Haru Nemuri recently dropped a new single called “Déconstruction,” the latest in her string of releases this year following “Bang,” Inori Dake Ga Aru” (“There’s Nothing But Prayer”), “Seventh Heaven” and “Old Fashioned.”
The new track was co-produced by MyRiot, the production duo who have collaborated with such global acts as Aurora and London Grammar. “Déconstruction” leaves a strong impression, with the track’s solid beat and screaming vocals combined with biting lyrics that quote the phrase “project mayhem” from the movie Fight Club. In an interview for Billboard Japan, writer Tomonori Shiba spoke with the alternative singer-songwriter about the inspiration behind her latest offering, her thoughts on performing live, her views on society and more in this brand-new interview.
The title of your new single, “Déconstruction,” is a word that you’ve used for a long time as the title of your independent events and as a guideline for your activities. Could you tell us how you came across this word and how it became important to you?
I think I first learned about the existence of the term in a philosophy class in college. “Deconstruction” is a way of thinking that says, “We should destroy that structure,” as a way of overturning the dichotomous way of thinking that had been prevalent in Western philosophy up to that point.
I felt that this was what our world needs right now. Many people tend to discuss the problems in this world in terms of either A or B. We’re living in a world that has sort of hit a dead-end because of that. People are becoming divided in various ways, and I also think that capitalist society is up against a wall as well. There are people gaining power and wealth through the current system, and I don’t think we can start over unless we destroy the structure itself.

- - -

TASK 1. According to the Haru Nemuri interview, who co-produced "Déconstruction"?
TASK 2. Write the next part of the Haru Nemuri interview, starting right after its last sentence.
The rows that come next are not needed for anything here.

- - -

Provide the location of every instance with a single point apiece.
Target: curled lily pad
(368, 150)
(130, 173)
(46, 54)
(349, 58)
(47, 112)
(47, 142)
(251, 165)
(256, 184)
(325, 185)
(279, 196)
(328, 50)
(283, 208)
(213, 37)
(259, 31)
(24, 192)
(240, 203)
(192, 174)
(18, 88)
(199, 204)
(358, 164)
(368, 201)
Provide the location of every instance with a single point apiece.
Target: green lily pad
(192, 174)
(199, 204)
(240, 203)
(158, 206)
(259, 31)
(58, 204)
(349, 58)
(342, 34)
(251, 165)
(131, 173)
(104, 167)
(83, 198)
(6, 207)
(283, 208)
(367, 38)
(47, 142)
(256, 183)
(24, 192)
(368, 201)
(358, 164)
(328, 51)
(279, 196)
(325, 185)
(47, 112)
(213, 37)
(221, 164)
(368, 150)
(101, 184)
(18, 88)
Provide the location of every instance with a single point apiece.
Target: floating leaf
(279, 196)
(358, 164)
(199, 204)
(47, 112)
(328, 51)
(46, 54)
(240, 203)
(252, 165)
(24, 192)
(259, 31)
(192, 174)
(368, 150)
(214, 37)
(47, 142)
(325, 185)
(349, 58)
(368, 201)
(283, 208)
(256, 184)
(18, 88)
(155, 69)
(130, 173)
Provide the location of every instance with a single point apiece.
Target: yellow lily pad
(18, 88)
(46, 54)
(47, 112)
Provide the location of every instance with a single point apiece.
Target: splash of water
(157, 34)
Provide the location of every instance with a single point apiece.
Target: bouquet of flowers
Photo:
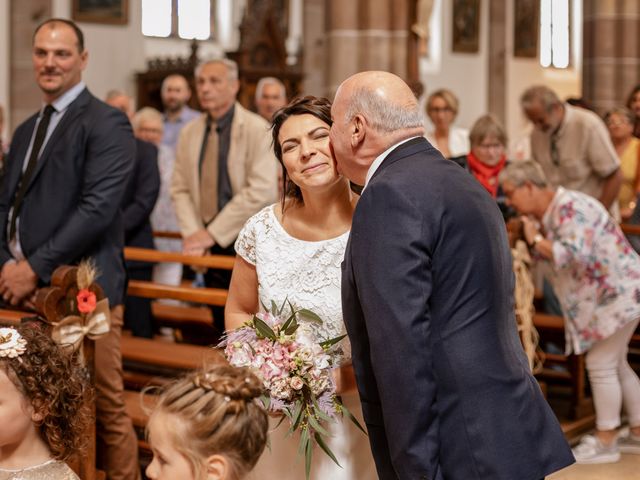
(296, 370)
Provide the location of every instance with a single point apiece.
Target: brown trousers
(117, 442)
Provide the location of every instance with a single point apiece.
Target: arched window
(554, 33)
(188, 19)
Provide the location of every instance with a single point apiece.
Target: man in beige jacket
(225, 170)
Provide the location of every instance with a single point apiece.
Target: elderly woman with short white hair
(596, 275)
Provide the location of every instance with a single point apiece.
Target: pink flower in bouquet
(86, 301)
(295, 367)
(296, 383)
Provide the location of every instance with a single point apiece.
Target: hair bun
(233, 382)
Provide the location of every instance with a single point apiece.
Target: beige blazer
(252, 170)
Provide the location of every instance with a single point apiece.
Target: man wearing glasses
(572, 146)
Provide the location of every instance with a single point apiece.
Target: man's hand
(17, 281)
(197, 243)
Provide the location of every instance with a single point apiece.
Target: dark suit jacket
(71, 209)
(428, 304)
(140, 198)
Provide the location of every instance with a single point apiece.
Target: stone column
(363, 36)
(25, 96)
(611, 52)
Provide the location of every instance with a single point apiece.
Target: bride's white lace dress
(308, 275)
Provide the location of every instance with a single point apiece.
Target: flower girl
(42, 408)
(209, 425)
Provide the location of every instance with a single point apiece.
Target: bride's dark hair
(318, 107)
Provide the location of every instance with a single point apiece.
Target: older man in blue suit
(428, 303)
(67, 171)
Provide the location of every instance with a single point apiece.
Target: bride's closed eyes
(319, 133)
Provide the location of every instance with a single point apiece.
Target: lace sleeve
(246, 243)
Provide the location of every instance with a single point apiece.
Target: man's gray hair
(267, 81)
(116, 93)
(382, 115)
(540, 94)
(519, 172)
(163, 87)
(232, 67)
(147, 114)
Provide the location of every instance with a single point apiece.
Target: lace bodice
(306, 273)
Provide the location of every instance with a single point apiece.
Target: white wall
(467, 74)
(118, 52)
(4, 65)
(525, 72)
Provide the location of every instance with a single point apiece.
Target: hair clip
(12, 344)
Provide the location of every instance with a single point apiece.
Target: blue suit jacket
(428, 304)
(139, 199)
(71, 209)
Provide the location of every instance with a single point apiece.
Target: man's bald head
(371, 112)
(383, 98)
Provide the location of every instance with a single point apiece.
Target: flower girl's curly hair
(216, 410)
(56, 387)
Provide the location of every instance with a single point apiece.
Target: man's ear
(357, 131)
(218, 468)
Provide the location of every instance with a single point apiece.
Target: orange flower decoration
(86, 301)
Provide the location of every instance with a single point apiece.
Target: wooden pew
(574, 372)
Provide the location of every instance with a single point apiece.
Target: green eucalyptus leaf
(304, 438)
(291, 329)
(308, 453)
(264, 329)
(331, 342)
(353, 419)
(298, 416)
(326, 448)
(282, 306)
(316, 426)
(287, 323)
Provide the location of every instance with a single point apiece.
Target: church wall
(525, 72)
(466, 74)
(4, 62)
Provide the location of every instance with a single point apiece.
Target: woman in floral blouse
(596, 275)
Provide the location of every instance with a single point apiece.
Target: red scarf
(486, 174)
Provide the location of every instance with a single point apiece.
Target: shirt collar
(63, 101)
(380, 158)
(225, 120)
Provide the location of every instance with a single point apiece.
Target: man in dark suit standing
(67, 170)
(428, 304)
(137, 204)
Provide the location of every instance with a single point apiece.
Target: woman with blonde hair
(442, 109)
(619, 122)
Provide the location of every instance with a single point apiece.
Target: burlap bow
(71, 330)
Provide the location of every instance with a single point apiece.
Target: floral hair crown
(12, 344)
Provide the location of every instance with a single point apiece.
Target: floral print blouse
(596, 273)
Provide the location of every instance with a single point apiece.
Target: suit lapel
(76, 108)
(411, 147)
(18, 157)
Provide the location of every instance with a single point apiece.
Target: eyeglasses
(490, 146)
(439, 109)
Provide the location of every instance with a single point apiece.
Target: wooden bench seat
(573, 372)
(208, 296)
(166, 356)
(12, 317)
(178, 314)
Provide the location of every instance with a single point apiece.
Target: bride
(293, 250)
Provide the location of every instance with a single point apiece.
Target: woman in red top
(488, 157)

- - -

RESULT 1. MyRiot, the production duo who have collaborated with Aurora and London Grammar.

RESULT 2.
That’s why I think that the concept of “deconstruction” is useful, both when you’re dealing with something personal or when you’re thinking about the problems of society. I didn’t see the term being used very often outside of the philosophical context, so I decided to use it in my music, since I’m a musician.
I see. “Deconstruction” is a philosophical term, but in the field of music, what you just said can be linked to the values and way of thinking in the punk movement.
That’s how I see it. I suppose everyone has their own definition of “punk,” but it’s rather consistent in my view. For me, punk is about being kind to the most vulnerable.
There’s an anecdote about Joe Strummer of the Clash that I really like. When the band was really popular, a young kid from a poor family was listening to their music outside the venue, and Strummer supposedly quietly let them in through the back door.
I also like the fact that Ian MacKaye of Fugazi tries to keep the cost of tickets to the band’s live shows as low as possible. I think there’s a huge gap between the rich and the poor in Japan these days, but the gap is probably even bigger in the U.S. and the U.K. Live music is something that’s hard to access, so I think it’s great and “punk” that the band values things like that.
You introduce yourself as “RIOT GRRRL” in your Twitter profile. Could you elaborate on that?
I don’t really like people much. But I do think that things that benefit the public should be laid out, and that they should be built around the vulnerable. And while solidarity inevitably becomes necessary in that process, I don’t think it’s very healthy to live together for the purpose of solidarity. “You and I exist in our respective corners,” feels like the right balance.
The only way I can connect with people is through my work. I’m not very knowledgeable about the riot grrrl movement because I didn’t experience it myself, but I really like the way they formed solidarity through the things they created. I suppose if you were in a band during that era, maybe some just got along with each other because they were women in punk bands, but I get the sense that it was more about the work. So that’s what I mean by that.
“Déconstruction” was co-produced by MyRiot. How did that come about?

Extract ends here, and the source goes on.